-- Begin DATA --

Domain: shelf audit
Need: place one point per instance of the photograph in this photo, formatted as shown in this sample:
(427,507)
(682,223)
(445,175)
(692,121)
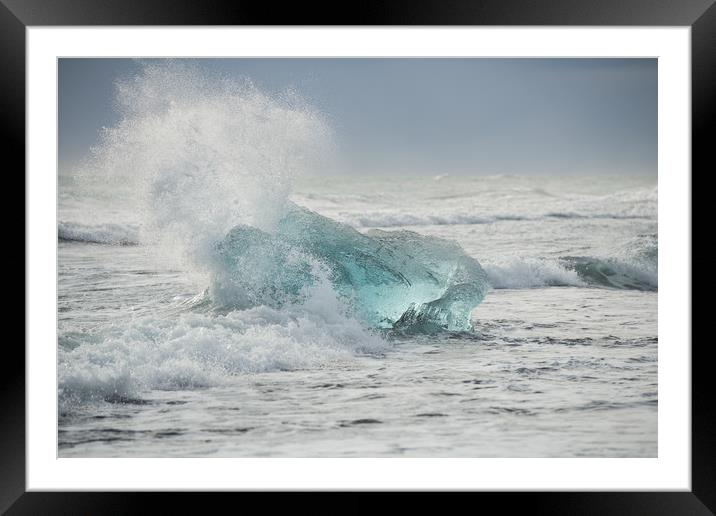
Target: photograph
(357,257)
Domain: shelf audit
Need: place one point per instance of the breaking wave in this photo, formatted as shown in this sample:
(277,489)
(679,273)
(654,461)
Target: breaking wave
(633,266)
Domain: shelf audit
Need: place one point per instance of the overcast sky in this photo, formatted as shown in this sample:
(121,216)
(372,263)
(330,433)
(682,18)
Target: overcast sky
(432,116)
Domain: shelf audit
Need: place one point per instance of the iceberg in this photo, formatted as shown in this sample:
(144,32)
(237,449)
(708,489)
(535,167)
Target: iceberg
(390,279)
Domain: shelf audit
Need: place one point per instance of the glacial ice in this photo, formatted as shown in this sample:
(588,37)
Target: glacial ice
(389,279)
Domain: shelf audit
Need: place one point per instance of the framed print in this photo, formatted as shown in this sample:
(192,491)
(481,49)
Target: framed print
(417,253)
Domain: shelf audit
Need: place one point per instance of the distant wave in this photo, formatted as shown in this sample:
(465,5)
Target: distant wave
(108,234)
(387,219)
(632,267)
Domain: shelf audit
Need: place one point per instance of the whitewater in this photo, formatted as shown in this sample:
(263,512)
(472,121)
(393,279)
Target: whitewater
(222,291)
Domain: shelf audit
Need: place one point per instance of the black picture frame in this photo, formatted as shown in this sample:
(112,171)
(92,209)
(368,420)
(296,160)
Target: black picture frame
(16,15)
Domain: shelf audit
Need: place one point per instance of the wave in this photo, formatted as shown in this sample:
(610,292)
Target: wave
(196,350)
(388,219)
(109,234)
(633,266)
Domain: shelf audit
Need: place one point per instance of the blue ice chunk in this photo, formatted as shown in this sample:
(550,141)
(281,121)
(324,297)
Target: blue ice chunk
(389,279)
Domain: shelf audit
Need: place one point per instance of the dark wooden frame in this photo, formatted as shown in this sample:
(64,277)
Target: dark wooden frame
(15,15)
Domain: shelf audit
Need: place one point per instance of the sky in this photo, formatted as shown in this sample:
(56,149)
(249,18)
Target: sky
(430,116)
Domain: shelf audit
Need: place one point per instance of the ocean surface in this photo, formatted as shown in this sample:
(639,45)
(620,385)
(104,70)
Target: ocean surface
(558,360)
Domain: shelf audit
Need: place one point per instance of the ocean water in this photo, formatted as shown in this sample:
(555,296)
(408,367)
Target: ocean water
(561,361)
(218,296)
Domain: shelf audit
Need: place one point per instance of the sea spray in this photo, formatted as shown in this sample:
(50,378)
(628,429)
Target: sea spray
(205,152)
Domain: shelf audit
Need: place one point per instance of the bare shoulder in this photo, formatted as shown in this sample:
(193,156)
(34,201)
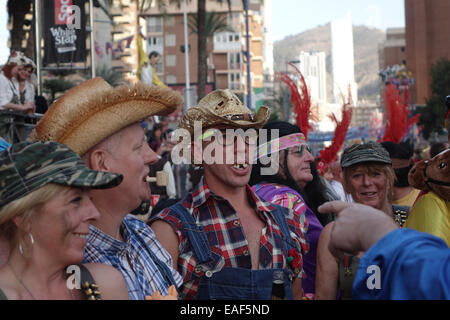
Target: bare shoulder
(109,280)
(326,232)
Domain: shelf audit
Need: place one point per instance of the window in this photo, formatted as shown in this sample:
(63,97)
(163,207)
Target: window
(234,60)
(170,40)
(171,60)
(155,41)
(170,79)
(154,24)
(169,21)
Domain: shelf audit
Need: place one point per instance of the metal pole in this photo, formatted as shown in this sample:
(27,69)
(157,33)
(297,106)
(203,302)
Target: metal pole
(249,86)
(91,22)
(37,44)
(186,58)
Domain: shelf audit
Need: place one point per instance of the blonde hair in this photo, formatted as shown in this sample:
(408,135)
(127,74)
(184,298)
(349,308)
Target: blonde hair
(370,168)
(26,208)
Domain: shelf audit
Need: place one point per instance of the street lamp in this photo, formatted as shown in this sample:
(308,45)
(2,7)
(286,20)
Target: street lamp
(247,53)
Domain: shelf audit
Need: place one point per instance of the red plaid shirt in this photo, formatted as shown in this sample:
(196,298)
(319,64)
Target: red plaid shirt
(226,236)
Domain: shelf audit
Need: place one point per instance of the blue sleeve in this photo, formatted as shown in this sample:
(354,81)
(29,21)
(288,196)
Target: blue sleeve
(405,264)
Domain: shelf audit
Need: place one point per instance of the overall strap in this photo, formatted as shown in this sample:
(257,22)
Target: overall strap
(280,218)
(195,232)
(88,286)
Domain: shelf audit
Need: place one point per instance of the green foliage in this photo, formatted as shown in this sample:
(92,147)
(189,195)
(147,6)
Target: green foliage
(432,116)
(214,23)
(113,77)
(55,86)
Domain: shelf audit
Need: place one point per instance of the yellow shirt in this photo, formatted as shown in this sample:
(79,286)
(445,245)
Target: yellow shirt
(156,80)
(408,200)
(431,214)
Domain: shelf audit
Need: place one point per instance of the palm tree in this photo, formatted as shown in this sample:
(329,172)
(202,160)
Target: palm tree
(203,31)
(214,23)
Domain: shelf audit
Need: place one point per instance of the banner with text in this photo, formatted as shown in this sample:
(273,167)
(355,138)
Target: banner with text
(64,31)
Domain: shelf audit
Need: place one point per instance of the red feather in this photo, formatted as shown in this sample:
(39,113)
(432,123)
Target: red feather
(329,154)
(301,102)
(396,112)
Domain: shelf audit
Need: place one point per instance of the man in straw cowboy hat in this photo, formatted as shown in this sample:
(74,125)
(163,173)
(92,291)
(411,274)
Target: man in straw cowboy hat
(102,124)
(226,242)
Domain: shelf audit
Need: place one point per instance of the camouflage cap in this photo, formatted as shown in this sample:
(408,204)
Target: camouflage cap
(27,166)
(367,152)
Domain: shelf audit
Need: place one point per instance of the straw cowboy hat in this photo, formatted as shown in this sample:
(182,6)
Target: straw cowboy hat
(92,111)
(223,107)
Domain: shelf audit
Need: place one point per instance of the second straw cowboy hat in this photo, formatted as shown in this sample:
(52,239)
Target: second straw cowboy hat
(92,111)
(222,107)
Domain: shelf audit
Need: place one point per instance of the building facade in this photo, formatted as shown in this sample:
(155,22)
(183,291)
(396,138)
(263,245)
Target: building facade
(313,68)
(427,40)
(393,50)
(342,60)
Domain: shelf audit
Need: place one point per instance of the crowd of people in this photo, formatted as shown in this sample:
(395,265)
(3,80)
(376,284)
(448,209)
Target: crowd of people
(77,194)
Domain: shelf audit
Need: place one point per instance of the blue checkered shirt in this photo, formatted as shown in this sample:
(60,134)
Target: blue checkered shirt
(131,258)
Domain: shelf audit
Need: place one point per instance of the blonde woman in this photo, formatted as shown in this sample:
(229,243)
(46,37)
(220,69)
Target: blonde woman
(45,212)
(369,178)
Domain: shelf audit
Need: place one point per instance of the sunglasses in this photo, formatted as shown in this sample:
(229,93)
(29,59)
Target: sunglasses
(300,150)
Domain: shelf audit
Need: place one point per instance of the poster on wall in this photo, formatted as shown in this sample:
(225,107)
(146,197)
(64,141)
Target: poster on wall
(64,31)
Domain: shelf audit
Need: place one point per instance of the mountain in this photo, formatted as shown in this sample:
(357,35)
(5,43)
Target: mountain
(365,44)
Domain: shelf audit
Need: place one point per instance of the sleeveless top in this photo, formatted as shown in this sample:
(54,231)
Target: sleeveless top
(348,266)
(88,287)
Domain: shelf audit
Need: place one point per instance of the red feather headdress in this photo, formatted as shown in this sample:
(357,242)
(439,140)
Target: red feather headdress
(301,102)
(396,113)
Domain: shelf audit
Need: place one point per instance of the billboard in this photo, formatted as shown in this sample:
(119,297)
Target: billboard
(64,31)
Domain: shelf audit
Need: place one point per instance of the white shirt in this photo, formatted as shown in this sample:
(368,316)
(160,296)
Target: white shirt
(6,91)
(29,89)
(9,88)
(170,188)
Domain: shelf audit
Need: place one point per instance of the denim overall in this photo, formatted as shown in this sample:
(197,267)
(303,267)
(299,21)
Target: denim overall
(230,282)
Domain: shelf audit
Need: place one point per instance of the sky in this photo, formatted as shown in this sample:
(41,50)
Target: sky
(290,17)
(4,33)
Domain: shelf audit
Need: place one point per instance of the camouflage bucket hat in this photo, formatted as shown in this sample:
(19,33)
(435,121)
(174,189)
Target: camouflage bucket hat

-- End DATA --

→ **SHORT PROBLEM**: From the records above, keep only the lines that contain the string "breaking". Matching is case-sensitive.

→ **SOLUTION BELOW**:
Need: place one point per instance of the breaking wave in this photo, formatted as shown in this sample:
Target: breaking wave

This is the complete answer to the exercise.